**Exercises to complete**
a: According to the passage on Claude de Lorraine, who presented James's jewels to Claude?
b: Retype the part of the passage on Claude de Lorraine that begins with the words containing "Claude visited England" and ends with "the Royal Collection.".

Claude de Lorraine (5 June 1578 – 24 January 1657), also called Claude de Guise, was a French noble and husband of Marie de Rohan. He was the Duke of Chevreuse, a title which is today used by the Duke of Luynes.

==Biography==
He was the third son of Henry I, Duke of Guise and Catherine de Clèves. First known as the Prince of Joinville, he was made Duke of Chevreuse and peer of France by Louis XIII in 1611, Grand Chamberlain of France in 1621, and Grand Falconer of France in 1622.

Claude visited England in May and June 1607, and was welcomed by the court of James VI and I. The visit is said to have been prompted by his affair with Jacqueline de Bueil, a mistress of Henry IV of France.

The French ambassador Antoine Lefèvre de la Boderie described his reception in England. Claude was entertained by Anne of Denmark with a musical evening on the Thames by Greenwich Palace. On another day, there was a tournament. A feast and a play, The Tragedy of Aeneas and Dido, was hosted and produced by the Earl of Arundel. Claude visited Prince Henry and gave him a pair of horses. He also gave the Prince a diamond ring and Anne of Demark a huge pearl for an earring. New linen was bought to dress the cupboards of estate of the Banqueting House at Whitehall Palace. After his return to France, Claude sent Prince Henry a suit of armour, which survives in the Royal Collection.

Claude's visit to Theobalds on 22 May 1607 was included in the script of the entertainment by Ben Jonson. James gave him jewels made by Abraham der Kinderen and Philip Jacobson, which were presented to Claude by James Hay, 1st Earl of Carlisle. English records refer to him as the "Prince de Joinville, brother of the Duke of Guise".

Chevreuse stood as proxy for Charles I of England in his marriage at Notre Dame to Henrietta Maria on 1 May 1625.' He hosted the Duke of Buckingham, who came to escort Henrietta to England, at the Hôtel de Chevreuse. The Duke and Duchess of Chevreuse accompanied Henrietta Maria to England. After their return to France, on 13 December 1625, Charles I made him a Knight in the Order of the Garter.

==Marriage and issue==
In 1622, he married Princess Marie de Rohan, who was 22 years younger than himself.

They had 3 daughters:

- Anne Marie de Lorraine (1624–1652), abbesse of Pont-aux-Dames.

**Given data**
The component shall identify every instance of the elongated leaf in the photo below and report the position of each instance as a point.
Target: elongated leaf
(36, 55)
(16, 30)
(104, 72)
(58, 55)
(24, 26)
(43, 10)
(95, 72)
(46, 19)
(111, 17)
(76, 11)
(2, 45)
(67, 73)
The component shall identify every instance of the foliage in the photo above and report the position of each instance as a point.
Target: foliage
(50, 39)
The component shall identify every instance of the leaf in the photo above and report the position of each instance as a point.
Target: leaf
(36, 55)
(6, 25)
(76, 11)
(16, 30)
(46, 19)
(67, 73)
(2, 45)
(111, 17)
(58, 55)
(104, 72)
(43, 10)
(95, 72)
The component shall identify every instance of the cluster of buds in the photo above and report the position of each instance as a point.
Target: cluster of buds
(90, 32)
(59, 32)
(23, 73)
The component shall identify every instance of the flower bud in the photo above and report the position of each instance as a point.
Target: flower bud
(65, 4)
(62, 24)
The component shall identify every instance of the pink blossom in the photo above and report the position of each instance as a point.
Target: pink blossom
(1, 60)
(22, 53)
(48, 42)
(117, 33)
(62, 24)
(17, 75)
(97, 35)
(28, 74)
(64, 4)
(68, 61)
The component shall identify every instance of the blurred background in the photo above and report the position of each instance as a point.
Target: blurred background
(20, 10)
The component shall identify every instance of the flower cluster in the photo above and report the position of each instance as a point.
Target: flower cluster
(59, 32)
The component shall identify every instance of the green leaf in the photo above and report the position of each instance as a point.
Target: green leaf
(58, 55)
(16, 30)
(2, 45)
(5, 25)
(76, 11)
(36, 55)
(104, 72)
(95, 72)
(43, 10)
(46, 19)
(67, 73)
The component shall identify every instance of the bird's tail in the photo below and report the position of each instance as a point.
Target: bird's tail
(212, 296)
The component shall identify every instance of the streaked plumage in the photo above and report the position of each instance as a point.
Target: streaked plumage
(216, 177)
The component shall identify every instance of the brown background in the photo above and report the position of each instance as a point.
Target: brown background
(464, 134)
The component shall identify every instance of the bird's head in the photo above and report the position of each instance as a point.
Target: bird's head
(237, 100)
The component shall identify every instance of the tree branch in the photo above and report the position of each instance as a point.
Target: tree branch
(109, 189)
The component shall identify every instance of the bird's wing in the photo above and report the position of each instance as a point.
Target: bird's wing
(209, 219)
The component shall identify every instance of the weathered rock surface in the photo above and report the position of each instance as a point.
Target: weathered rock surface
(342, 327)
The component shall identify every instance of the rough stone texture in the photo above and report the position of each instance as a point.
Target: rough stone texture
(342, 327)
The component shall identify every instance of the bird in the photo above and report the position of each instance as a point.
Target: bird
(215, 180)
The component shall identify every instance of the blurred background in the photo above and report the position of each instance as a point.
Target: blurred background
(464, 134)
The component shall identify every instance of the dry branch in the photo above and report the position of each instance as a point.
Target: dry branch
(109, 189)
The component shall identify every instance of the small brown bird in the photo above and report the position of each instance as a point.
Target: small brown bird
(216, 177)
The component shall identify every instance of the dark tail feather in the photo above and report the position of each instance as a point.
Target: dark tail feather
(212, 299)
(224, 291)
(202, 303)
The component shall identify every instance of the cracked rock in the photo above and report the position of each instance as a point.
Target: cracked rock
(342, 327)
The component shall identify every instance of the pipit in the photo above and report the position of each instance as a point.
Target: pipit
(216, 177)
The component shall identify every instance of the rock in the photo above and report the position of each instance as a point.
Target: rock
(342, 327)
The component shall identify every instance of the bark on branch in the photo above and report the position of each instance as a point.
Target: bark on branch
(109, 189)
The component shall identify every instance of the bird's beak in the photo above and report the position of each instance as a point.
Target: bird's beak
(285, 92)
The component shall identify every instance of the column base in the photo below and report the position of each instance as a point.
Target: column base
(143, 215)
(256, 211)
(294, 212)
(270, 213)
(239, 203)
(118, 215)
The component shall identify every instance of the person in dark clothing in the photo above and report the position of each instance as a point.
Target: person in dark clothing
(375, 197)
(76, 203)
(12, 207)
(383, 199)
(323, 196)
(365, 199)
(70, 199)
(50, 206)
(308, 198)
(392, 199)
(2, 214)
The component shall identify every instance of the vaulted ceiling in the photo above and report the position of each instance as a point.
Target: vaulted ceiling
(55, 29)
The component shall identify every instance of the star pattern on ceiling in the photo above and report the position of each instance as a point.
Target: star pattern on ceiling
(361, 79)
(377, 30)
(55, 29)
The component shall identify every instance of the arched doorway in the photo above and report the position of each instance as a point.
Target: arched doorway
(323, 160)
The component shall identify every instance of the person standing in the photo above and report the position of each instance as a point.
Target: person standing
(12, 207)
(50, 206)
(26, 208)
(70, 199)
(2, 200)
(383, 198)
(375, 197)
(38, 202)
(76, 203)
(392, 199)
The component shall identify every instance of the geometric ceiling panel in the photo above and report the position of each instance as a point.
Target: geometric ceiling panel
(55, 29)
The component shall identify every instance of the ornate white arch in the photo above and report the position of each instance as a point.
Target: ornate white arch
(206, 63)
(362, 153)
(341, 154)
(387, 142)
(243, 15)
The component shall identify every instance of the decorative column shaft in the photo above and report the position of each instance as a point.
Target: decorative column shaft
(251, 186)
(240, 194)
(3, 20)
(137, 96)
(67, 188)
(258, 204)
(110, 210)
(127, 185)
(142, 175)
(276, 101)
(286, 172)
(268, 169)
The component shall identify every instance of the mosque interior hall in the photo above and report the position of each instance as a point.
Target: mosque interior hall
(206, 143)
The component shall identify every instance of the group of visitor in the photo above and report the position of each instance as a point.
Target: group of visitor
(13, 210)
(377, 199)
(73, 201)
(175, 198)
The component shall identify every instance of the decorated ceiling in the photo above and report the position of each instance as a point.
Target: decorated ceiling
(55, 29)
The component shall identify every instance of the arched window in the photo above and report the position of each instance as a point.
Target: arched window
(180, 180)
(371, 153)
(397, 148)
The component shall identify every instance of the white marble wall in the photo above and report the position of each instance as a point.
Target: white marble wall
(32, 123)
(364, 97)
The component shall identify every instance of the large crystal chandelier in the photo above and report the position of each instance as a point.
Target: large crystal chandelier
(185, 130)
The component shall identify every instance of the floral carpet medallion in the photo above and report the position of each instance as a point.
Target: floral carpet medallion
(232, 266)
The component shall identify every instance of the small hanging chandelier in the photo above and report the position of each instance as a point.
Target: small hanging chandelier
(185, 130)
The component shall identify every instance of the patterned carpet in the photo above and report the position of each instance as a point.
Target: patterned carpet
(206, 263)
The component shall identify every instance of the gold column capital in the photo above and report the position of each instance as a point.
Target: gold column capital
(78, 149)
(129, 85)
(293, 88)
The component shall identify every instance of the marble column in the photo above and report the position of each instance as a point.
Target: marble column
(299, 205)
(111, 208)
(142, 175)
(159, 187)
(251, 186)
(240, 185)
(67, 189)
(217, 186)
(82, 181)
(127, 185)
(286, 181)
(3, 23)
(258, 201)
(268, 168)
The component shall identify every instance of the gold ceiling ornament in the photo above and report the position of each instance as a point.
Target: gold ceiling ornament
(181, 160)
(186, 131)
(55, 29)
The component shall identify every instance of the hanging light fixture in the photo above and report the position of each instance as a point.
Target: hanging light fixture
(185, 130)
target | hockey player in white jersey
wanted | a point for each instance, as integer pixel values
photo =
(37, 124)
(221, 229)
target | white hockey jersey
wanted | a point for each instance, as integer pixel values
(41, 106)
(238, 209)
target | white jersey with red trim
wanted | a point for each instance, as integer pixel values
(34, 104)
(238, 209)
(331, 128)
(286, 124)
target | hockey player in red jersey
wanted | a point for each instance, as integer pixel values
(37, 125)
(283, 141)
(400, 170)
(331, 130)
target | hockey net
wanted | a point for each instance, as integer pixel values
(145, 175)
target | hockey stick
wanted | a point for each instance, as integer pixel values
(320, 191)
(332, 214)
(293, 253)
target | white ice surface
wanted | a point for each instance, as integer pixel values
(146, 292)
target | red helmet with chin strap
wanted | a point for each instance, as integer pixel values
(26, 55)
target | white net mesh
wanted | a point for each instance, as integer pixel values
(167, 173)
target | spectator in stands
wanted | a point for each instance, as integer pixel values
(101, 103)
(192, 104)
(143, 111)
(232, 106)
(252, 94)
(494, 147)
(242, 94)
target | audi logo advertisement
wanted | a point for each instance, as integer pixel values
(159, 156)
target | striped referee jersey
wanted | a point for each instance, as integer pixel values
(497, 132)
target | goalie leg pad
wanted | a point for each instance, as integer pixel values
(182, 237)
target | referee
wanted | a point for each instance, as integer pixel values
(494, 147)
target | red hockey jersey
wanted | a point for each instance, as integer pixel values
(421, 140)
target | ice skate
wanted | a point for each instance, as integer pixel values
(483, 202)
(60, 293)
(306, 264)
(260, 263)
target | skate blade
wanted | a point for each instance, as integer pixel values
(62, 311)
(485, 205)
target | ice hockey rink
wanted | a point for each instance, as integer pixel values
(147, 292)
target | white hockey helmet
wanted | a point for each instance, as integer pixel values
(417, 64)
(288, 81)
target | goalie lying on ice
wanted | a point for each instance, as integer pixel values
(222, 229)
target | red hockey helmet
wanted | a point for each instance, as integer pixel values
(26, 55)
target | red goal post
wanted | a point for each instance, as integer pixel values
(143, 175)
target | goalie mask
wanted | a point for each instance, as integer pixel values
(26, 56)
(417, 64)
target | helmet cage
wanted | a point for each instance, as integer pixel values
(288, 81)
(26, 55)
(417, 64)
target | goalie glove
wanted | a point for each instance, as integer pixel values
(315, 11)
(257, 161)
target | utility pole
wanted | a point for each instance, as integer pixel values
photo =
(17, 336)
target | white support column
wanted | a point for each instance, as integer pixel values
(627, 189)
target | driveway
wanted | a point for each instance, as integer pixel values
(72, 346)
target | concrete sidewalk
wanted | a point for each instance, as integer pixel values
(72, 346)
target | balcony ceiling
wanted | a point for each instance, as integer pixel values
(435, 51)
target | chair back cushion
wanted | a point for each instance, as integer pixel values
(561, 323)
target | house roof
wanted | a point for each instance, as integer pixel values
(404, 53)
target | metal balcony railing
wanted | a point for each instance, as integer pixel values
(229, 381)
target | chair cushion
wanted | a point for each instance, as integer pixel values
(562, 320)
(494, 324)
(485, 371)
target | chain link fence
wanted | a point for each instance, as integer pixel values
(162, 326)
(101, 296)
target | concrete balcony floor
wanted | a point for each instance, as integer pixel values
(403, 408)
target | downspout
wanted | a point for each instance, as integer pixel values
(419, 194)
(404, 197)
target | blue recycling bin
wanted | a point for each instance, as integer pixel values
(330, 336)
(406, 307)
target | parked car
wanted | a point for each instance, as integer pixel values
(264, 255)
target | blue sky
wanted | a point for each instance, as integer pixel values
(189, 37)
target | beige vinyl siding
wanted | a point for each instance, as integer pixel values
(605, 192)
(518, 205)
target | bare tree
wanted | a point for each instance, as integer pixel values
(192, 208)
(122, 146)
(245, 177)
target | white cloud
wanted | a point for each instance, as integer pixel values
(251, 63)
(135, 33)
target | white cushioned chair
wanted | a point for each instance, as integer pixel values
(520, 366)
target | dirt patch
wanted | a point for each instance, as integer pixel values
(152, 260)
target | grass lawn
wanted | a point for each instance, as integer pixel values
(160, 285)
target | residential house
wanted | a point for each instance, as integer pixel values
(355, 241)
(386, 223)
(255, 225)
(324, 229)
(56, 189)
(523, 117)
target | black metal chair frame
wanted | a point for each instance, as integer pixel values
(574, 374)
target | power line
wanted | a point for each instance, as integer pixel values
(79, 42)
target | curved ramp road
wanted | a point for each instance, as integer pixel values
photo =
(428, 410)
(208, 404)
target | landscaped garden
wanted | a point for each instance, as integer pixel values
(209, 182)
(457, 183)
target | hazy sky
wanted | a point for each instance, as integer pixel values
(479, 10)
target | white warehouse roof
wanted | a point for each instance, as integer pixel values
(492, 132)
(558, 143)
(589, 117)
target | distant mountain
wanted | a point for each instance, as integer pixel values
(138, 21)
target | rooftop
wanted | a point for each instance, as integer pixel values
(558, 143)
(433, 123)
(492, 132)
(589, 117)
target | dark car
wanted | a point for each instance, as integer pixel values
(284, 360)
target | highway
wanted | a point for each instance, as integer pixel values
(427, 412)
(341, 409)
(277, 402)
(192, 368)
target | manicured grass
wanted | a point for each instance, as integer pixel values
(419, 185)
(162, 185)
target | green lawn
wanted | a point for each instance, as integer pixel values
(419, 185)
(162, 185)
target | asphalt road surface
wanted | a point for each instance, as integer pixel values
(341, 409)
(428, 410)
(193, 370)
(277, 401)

**Exercise answers**
a: James Hay, 1st Earl of Carlisle.

b:
Claude visited England in May and June 1607, and was welcomed by the court of James VI and I. The visit is said to have been prompted by his affair with Jacqueline de Bueil, a mistress of Henry IV of France.

The French ambassador Antoine Lefèvre de la Boderie described his reception in England. Claude was entertained by Anne of Denmark with a musical evening on the Thames by Greenwich Palace. On another day, there was a tournament. A feast and a play, The Tragedy of Aeneas and Dido, was hosted and produced by the Earl of Arundel. Claude visited Prince Henry and gave him a pair of horses. He also gave the Prince a diamond ring and Anne of Demark a huge pearl for an earring. New linen was bought to dress the cupboards of estate of the Banqueting House at Whitehall Palace. After his return to France, Claude sent Prince Henry a suit of armour, which survives in the Royal Collection.